▶ [Dataset excerpt]
• • • • •

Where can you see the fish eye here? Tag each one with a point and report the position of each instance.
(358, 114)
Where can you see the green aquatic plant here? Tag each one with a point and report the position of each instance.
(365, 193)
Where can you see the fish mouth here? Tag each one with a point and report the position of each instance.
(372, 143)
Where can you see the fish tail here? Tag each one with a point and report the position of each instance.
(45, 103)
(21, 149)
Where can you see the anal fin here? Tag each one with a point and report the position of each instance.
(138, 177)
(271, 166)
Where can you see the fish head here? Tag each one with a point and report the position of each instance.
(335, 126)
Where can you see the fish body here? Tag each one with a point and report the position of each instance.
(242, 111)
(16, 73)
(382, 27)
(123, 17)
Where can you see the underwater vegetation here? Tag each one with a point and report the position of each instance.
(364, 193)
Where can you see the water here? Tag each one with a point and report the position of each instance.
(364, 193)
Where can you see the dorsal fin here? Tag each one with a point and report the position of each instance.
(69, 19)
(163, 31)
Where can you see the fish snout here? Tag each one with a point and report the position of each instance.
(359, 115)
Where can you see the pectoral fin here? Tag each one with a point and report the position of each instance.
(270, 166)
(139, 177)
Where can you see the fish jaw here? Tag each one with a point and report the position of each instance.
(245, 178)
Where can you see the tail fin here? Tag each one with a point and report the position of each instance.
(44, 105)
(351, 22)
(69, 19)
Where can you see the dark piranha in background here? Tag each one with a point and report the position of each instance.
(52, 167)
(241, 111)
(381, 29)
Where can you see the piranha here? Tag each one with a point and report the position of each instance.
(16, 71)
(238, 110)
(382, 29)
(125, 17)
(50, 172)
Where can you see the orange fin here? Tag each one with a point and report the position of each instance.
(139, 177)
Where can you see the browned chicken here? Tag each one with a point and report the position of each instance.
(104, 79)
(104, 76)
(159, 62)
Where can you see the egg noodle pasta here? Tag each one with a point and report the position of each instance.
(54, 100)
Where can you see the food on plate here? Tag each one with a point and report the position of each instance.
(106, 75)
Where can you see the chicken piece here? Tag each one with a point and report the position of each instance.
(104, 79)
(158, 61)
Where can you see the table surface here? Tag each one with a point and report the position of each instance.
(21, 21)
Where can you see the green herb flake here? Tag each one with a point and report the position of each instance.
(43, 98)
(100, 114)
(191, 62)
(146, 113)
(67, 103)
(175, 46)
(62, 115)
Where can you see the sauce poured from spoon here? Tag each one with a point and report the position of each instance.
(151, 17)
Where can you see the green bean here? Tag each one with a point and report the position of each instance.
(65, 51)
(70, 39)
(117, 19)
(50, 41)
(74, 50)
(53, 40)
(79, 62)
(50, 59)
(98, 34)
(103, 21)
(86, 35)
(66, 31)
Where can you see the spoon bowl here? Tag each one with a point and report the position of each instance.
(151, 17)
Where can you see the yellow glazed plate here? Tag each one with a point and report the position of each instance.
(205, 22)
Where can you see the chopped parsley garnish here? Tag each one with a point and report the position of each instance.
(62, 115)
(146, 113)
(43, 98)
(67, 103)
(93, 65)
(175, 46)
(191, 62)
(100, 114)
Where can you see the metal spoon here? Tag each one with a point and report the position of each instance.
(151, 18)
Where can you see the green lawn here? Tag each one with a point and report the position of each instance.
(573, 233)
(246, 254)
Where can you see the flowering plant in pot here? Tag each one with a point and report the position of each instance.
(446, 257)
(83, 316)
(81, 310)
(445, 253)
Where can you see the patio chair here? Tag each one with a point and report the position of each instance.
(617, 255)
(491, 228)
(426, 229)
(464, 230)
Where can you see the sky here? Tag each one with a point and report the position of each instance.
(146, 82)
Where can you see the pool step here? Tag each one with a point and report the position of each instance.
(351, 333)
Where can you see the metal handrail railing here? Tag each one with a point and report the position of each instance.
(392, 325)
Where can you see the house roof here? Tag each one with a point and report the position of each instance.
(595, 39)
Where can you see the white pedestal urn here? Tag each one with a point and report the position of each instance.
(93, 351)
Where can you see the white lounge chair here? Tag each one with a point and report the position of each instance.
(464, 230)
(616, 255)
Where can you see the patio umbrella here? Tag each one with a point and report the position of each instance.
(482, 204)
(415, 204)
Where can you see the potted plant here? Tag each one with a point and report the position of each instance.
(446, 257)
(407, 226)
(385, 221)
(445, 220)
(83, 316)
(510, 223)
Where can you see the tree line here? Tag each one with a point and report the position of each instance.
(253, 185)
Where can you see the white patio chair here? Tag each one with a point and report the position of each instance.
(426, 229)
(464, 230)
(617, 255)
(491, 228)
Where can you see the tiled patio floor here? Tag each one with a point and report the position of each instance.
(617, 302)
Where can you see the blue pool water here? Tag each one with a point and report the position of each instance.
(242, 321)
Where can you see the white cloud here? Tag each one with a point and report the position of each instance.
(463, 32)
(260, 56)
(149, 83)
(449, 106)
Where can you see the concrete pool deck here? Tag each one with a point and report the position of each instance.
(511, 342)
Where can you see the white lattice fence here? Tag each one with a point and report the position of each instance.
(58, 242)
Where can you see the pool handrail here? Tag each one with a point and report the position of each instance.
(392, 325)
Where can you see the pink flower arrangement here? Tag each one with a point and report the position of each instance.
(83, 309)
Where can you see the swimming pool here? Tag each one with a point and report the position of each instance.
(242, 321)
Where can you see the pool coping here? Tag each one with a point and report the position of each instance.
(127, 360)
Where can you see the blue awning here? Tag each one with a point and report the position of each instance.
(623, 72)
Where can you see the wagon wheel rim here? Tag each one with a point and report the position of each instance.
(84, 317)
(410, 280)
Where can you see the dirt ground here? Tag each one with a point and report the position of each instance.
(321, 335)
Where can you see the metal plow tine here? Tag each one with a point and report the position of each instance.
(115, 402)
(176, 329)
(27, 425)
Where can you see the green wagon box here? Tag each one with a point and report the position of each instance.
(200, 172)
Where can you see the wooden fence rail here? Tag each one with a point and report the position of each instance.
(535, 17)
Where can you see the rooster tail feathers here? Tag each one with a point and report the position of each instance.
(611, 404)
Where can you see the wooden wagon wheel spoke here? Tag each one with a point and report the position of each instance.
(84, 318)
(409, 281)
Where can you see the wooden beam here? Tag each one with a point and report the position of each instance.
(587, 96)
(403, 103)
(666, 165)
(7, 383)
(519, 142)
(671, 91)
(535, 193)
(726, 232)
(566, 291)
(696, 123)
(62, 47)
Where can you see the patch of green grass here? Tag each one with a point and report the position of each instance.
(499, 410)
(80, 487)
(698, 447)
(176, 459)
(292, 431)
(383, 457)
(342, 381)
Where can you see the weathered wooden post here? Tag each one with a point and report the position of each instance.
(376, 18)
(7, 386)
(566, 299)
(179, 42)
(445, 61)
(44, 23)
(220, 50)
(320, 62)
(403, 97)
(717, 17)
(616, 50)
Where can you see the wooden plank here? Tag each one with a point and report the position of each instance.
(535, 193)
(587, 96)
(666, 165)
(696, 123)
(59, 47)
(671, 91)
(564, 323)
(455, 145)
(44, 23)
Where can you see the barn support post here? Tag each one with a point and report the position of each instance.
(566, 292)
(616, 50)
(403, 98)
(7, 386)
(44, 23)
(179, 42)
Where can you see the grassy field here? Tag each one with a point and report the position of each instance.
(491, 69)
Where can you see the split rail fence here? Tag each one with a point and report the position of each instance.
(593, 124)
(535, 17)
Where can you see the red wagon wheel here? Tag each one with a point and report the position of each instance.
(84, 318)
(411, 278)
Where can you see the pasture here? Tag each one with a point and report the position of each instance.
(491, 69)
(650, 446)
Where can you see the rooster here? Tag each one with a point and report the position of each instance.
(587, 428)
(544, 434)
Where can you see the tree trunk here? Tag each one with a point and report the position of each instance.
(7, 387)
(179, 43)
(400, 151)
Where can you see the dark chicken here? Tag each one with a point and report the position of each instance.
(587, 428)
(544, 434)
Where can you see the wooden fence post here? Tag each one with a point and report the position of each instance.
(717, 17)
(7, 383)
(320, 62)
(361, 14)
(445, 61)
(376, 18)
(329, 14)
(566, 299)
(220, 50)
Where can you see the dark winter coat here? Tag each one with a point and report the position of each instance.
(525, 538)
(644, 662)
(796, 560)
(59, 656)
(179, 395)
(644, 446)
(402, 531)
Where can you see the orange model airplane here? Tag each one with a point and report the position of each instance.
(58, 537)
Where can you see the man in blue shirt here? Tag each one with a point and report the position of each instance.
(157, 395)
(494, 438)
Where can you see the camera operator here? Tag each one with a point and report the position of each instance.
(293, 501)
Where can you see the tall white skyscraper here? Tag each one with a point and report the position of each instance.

• • • • •

▶ [INSTRUCTIONS FOR THE TASK]
Rewrite the stretch of lines above, from the one containing "Where can you see the dark chicken" through the last line, as a numbered list, leaving out any blank lines.

▶ [CORRECT ANSWER]
1. Where can you see the dark chicken here? Tag each one with a point and report the position of each instance.
2. (587, 428)
3. (544, 434)
4. Where can you see the wooden fence post here? Tag each one with a point and report the position of each instance.
5. (717, 17)
6. (7, 383)
7. (320, 62)
8. (361, 14)
9. (445, 61)
10. (376, 18)
11. (329, 14)
12. (566, 299)
13. (220, 50)
14. Where can you see the dark winter coat here? Tag each one with a point and report the position of each instance.
15. (525, 538)
16. (644, 662)
17. (796, 560)
18. (59, 656)
19. (179, 395)
20. (644, 446)
21. (402, 531)
22. Where can you see the orange model airplane here? Tag each one with a point and report the position of each instance.
23. (58, 537)
24. Where can you see the man in blue shirt here? Tag each one with a point and report the position of each instance.
25. (157, 395)
26. (494, 438)
27. Where can you see the camera operator here? Tag each one with a point and report the position of each instance.
28. (293, 501)
29. Where can you see the tall white skyscraper here? Tag each one with a point and report the position of each instance.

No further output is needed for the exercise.